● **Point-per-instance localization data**
※ ※ ※
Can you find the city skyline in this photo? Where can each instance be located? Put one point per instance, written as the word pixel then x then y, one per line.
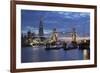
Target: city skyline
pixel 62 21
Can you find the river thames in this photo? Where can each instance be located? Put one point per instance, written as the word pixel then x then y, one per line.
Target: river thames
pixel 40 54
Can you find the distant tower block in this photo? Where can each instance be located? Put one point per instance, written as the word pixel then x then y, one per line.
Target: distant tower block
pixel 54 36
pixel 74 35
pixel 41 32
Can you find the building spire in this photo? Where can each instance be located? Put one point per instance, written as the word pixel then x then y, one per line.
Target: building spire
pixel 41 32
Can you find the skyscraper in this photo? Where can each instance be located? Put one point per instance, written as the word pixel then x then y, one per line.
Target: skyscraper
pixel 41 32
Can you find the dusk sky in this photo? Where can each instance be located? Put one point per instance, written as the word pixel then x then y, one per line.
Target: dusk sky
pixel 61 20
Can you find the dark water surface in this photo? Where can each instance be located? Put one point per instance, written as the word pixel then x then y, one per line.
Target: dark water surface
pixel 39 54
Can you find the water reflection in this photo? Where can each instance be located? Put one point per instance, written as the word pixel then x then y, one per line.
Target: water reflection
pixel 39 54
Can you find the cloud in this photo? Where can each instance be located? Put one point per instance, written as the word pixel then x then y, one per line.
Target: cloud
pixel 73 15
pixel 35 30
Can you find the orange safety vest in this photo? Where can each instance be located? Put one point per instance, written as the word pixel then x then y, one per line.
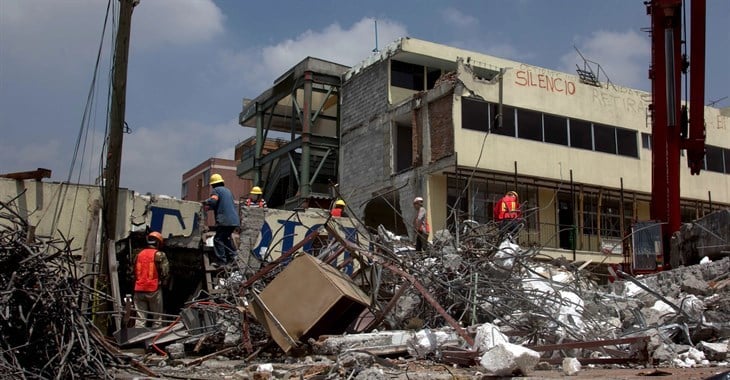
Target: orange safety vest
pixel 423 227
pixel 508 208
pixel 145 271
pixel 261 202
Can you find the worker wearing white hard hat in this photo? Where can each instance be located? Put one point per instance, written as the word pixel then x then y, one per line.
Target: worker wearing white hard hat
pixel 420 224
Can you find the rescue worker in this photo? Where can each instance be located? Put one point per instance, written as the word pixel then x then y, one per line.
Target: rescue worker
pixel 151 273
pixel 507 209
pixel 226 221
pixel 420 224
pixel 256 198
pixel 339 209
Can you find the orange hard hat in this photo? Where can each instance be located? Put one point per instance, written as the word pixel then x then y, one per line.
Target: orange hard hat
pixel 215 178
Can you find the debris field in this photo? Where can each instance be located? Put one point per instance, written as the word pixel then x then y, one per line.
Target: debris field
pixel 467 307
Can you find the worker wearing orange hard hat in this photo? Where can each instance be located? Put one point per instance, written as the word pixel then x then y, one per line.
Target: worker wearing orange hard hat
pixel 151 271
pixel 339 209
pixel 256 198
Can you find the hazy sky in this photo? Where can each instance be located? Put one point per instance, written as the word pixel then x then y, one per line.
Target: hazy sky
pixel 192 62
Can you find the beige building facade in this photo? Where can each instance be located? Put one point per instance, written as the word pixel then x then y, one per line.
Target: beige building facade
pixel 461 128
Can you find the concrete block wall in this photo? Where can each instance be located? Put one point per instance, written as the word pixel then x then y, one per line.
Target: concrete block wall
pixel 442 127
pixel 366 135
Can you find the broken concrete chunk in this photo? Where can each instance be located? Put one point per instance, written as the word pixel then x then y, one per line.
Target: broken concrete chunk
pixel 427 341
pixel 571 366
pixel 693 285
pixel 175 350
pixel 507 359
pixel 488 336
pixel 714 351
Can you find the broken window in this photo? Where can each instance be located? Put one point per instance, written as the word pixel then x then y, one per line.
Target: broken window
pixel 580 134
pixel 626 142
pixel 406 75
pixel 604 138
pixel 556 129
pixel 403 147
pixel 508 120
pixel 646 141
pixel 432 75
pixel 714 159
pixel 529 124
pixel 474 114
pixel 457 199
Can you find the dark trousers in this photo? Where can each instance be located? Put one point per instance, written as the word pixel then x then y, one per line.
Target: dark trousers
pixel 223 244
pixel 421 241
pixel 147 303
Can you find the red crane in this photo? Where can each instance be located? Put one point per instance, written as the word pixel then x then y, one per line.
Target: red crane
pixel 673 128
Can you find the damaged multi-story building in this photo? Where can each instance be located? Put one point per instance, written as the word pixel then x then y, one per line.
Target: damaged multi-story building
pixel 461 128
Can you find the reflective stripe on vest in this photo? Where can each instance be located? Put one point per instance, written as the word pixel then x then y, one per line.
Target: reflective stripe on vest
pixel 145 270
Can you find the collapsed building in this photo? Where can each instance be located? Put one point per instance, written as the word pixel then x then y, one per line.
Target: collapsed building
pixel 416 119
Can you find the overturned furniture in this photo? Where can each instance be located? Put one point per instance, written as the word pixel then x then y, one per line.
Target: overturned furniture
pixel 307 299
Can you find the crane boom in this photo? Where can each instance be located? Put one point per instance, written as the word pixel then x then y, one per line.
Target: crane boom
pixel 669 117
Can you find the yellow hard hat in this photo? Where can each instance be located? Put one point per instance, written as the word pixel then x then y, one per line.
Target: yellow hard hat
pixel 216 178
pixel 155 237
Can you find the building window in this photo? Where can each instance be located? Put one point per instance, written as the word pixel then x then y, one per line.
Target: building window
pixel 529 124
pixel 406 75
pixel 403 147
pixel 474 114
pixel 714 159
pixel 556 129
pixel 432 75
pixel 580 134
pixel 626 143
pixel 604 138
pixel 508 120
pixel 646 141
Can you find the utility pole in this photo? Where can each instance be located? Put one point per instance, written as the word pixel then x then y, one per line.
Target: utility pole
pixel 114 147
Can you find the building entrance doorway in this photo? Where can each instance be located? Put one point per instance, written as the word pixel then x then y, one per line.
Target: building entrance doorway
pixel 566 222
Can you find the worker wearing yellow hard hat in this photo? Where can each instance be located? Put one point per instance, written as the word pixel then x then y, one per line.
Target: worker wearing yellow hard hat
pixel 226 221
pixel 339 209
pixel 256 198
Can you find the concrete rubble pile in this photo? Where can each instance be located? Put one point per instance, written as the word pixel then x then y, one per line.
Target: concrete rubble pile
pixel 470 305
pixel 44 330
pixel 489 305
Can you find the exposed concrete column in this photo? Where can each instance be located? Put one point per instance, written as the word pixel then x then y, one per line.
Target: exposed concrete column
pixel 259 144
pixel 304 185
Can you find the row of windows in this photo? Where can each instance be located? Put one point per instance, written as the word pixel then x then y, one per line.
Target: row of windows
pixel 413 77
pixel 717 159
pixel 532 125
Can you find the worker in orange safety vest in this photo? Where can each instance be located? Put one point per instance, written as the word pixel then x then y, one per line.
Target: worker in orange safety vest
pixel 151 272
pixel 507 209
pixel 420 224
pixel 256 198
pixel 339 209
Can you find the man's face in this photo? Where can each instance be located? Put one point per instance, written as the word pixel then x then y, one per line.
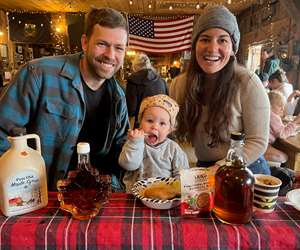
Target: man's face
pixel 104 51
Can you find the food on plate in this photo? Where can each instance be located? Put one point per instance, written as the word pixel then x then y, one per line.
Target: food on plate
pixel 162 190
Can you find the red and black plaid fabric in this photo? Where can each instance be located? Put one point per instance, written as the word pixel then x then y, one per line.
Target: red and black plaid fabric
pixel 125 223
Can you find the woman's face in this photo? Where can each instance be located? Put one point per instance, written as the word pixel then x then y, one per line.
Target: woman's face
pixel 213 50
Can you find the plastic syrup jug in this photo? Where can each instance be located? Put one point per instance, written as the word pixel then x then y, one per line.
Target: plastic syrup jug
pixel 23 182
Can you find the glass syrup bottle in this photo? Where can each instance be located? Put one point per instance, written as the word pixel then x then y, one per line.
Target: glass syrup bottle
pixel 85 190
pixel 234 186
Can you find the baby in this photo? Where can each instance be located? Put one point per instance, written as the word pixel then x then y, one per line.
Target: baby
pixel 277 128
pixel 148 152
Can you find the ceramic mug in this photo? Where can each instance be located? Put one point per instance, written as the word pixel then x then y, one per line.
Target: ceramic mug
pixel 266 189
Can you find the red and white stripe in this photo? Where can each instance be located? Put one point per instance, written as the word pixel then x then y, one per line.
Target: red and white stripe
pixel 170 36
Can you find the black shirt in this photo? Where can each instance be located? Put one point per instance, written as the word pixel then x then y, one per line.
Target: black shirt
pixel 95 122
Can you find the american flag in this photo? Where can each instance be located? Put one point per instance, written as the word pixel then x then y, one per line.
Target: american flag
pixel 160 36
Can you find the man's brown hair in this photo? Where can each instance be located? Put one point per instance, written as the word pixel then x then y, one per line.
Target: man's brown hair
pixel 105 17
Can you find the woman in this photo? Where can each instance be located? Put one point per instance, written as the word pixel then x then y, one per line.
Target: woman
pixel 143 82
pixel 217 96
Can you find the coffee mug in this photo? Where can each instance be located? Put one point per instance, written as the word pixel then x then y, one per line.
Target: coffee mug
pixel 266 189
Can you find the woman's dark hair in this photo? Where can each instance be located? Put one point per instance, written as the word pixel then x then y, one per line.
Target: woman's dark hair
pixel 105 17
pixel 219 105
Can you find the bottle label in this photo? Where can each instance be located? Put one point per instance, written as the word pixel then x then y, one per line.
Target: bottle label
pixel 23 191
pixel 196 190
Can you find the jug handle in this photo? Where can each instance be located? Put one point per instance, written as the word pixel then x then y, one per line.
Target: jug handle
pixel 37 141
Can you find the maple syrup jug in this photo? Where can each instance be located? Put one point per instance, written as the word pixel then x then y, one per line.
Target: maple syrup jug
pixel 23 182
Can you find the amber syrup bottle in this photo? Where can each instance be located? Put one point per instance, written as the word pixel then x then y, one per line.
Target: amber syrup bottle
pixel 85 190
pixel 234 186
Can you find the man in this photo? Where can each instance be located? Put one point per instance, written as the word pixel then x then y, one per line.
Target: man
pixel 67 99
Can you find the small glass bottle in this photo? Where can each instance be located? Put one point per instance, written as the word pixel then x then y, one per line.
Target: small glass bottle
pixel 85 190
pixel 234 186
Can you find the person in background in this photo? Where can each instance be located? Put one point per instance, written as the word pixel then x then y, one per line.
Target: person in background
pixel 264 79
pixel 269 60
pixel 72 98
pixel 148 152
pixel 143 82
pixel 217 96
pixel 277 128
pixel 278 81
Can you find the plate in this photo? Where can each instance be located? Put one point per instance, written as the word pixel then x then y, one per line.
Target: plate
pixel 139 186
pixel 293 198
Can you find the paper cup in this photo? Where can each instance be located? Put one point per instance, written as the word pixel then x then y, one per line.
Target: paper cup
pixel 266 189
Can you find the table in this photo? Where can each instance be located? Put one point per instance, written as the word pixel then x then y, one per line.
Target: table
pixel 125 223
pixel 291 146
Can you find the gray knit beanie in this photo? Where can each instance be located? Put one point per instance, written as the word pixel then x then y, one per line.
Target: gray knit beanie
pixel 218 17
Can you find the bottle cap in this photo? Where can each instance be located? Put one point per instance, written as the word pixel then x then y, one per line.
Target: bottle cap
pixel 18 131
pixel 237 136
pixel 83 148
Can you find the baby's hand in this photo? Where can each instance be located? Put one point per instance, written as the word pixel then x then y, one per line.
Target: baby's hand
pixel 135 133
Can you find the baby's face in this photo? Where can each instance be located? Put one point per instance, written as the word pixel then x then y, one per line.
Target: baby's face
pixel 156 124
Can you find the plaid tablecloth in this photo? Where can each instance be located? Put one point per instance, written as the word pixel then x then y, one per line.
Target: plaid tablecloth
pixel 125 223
※ ※ ※
The lines to be transcribed are those from the first line of the data above through the line holding "Can you find the dusk", inclusive; copy them exactly and only, leaving out the pictures.

● **OUTPUT OF THE TASK**
Can you find the city skyline in this photo? Where can each instance be located? Put one point per instance, written as the word pixel then x then y, one per line.
Target: city skyline
pixel 62 21
Can you find the river thames in this photo? Where can each instance be located? Put one point per instance, written as the word pixel then x then y, one per line.
Target: river thames
pixel 40 54
Can you find the distant tower block in this photo? Where can each instance be located? Put one point per instance, written as the word pixel then x then y, one per line.
Target: distant tower block
pixel 54 36
pixel 74 35
pixel 41 32
Can you find the building spire in this photo? Where can each instance be located? Put one point per instance, written as the word pixel then x then y, one per line.
Target: building spire
pixel 41 32
Can you find the skyscraper in this photo? Where can each instance be located? Put one point per instance, written as the word pixel then x then y, one per line.
Target: skyscraper
pixel 41 32
Can you find the dusk sky in this photo? Where can each instance be located? Put one point per instance, written as the word pixel then x then y, one per line.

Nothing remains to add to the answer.